__Consigne__.
Recopiez mot pour mot un passage du texte sur le Japon placé ci-dessous. Commencez aux mots « Ce qui les attend » et arrêtez-vous après « brut du pays. ».

Le trio, attablé un jeudi soir devant un curry végétarien, à l'abri de l'agitation frénétique de Shibuya, est parfaitement au fait des difficultés actuelles du pays. Ces jeunes savent très bien qu'ils devront supporter financièrement le poids de plus en plus lourd des retraités.

Mais ils n'y pensent pas trop, pour le moment. Ils ont plus la tête aux voyages, au magasinage et aux autres plaisirs qui nous attendent quand on a 20 ans.

Ce qui les attend aussi, très bientôt, c'est une hausse des taxes et des impôts et une baisse de leur niveau de vie. Probablement assortie, en plus, d'une réduction de leurs rentes de retraite futures. Le gouvernement japonais devra dépenser plus de 300 milliards de dollars (25 000 milliards de yens) pour financer la reconstruction de la zone sinistrée par le tremblement de terre et le tsunami. C'est l'équivalent de 5% du Produit intérieur brut du pays.

Avant la catastrophe, les revenus provenant des taxes et impôts étaient déjà insuffisants pour couvrir les dépenses et l'État s'endettait chaque jour davantage.

Le gouvernement ne peut pas faire autrement qu'alourdir encore cette dette, explique Atsushi Seike, un universitaire de renom qui est président de l'Université Keio et membre du comité d'intellectuels formé par le gouvernement pour le conseiller sur la reconstruction.

Derrière les murs de la vénérable université de Tokyo, cet économiste a déjà fait tous les calculs possibles et imaginables. Dans son esprit, il ne fait aucun doute que le réservoir important d'épargne des particuliers et des entreprises suffiront à financer ces travaux d'Hercule qui devraient durer au moins dix ans.

__Données brutes__.
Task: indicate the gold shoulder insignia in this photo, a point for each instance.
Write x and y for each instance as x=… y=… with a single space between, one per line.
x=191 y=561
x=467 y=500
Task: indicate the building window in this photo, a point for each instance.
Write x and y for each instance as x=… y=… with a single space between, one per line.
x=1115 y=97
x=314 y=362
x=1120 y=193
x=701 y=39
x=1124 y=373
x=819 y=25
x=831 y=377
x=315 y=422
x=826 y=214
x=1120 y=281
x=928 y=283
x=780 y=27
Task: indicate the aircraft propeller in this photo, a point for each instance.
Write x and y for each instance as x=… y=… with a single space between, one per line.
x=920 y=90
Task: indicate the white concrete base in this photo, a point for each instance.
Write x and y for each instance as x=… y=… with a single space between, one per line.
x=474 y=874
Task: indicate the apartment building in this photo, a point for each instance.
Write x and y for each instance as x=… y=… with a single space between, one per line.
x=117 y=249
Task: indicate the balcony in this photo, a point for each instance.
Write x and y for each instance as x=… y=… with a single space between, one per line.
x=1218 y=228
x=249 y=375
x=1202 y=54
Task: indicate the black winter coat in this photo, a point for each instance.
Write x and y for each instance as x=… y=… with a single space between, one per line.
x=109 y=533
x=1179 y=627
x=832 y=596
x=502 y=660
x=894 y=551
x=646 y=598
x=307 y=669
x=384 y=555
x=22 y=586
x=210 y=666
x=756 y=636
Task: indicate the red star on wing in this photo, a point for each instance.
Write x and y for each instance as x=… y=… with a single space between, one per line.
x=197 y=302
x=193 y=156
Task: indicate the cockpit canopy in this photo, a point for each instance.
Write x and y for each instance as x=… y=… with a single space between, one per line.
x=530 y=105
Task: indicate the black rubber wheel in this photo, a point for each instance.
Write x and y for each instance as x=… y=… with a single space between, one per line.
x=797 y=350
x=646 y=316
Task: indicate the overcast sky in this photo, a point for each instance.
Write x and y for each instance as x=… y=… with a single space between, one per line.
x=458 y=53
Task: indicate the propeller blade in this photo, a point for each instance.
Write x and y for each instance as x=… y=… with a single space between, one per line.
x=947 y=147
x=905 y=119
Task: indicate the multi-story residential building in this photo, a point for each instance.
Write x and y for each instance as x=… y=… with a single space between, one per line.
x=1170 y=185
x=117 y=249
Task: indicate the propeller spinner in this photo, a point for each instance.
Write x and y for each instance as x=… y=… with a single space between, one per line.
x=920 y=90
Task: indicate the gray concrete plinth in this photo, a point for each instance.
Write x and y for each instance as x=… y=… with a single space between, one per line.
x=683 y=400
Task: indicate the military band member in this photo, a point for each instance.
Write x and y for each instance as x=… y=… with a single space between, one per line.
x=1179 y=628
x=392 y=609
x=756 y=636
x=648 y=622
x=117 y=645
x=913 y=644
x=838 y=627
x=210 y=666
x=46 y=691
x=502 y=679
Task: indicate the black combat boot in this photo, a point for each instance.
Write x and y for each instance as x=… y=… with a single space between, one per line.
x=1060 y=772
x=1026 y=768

* * *

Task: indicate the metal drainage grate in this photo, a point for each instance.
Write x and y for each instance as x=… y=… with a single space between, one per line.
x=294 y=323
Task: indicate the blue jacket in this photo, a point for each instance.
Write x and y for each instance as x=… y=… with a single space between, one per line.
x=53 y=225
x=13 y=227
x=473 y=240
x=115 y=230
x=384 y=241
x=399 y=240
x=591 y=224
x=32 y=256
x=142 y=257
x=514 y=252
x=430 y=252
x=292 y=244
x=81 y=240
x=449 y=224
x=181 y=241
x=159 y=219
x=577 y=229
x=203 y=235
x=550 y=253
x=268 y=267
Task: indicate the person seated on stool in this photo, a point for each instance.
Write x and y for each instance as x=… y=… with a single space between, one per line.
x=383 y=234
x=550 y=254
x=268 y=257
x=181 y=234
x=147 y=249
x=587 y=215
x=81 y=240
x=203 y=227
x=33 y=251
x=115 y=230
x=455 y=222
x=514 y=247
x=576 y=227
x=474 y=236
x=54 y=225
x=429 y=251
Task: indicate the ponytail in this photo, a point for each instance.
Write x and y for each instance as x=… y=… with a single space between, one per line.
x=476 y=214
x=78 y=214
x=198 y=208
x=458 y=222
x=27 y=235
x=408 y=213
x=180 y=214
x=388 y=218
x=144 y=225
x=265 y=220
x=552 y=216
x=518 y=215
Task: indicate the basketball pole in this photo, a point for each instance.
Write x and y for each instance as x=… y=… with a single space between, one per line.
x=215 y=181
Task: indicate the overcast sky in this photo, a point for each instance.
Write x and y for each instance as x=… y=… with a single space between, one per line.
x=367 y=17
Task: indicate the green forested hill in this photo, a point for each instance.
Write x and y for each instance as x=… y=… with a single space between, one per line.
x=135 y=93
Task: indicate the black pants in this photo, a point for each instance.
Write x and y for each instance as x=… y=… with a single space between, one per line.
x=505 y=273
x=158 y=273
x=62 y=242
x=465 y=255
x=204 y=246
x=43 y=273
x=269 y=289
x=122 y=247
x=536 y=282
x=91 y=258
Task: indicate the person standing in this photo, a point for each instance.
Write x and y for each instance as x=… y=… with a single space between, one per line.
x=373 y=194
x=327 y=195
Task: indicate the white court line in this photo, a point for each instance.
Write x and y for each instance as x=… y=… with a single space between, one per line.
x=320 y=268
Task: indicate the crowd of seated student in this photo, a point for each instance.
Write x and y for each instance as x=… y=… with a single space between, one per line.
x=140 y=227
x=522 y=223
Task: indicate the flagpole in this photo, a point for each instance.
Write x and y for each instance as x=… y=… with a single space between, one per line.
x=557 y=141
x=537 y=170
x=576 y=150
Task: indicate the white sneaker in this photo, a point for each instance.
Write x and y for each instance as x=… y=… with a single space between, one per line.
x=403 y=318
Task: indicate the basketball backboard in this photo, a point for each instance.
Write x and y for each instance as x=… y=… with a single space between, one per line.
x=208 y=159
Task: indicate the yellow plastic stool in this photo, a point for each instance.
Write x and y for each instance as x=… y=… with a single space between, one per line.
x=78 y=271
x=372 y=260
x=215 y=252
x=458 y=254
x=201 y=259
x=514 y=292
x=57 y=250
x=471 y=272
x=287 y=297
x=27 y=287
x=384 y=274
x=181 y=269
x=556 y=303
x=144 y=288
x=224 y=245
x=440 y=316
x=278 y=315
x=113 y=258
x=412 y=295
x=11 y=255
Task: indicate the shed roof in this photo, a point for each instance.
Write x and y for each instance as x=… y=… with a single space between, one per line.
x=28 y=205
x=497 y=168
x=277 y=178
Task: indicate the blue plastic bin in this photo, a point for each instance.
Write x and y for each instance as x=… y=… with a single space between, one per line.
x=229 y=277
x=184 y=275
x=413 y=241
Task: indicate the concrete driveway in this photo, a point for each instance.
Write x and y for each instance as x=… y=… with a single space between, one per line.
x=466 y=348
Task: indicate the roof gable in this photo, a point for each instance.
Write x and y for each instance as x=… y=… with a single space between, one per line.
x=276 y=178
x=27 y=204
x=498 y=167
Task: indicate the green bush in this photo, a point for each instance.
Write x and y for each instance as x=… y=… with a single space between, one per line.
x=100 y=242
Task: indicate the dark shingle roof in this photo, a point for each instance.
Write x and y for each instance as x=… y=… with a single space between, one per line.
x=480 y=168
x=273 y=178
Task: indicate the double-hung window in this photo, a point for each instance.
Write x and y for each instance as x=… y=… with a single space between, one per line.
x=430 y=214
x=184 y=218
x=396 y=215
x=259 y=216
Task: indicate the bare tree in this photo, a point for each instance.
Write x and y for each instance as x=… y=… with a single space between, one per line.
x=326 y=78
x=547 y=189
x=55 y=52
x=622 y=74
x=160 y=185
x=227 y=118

==

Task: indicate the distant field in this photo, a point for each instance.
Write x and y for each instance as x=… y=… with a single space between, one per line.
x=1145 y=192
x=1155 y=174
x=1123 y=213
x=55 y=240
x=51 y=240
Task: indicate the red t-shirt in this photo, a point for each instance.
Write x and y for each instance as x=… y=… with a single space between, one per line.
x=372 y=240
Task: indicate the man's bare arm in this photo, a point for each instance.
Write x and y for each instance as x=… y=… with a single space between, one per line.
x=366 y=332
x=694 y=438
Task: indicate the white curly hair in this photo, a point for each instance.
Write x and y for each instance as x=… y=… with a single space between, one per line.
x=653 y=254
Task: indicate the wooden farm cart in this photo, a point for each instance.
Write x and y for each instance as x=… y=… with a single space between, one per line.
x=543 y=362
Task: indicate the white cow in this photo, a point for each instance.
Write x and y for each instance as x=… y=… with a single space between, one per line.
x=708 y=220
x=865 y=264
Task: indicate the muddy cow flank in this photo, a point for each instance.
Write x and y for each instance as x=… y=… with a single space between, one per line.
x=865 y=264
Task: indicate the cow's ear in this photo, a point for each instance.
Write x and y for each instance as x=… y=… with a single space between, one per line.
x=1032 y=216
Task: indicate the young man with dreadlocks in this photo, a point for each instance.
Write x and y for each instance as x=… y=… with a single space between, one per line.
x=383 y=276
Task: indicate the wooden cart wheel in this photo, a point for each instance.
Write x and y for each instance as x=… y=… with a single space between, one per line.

__Résultat__.
Ce qui les attend aussi, très bientôt, c'est une hausse des taxes et des impôts et une baisse de leur niveau de vie. Probablement assortie, en plus, d'une réduction de leurs rentes de retraite futures. Le gouvernement japonais devra dépenser plus de 300 milliards de dollars (25 000 milliards de yens) pour financer la reconstruction de la zone sinistrée par le tremblement de terre et le tsunami. C'est l'équivalent de 5% du Produit intérieur brut du pays.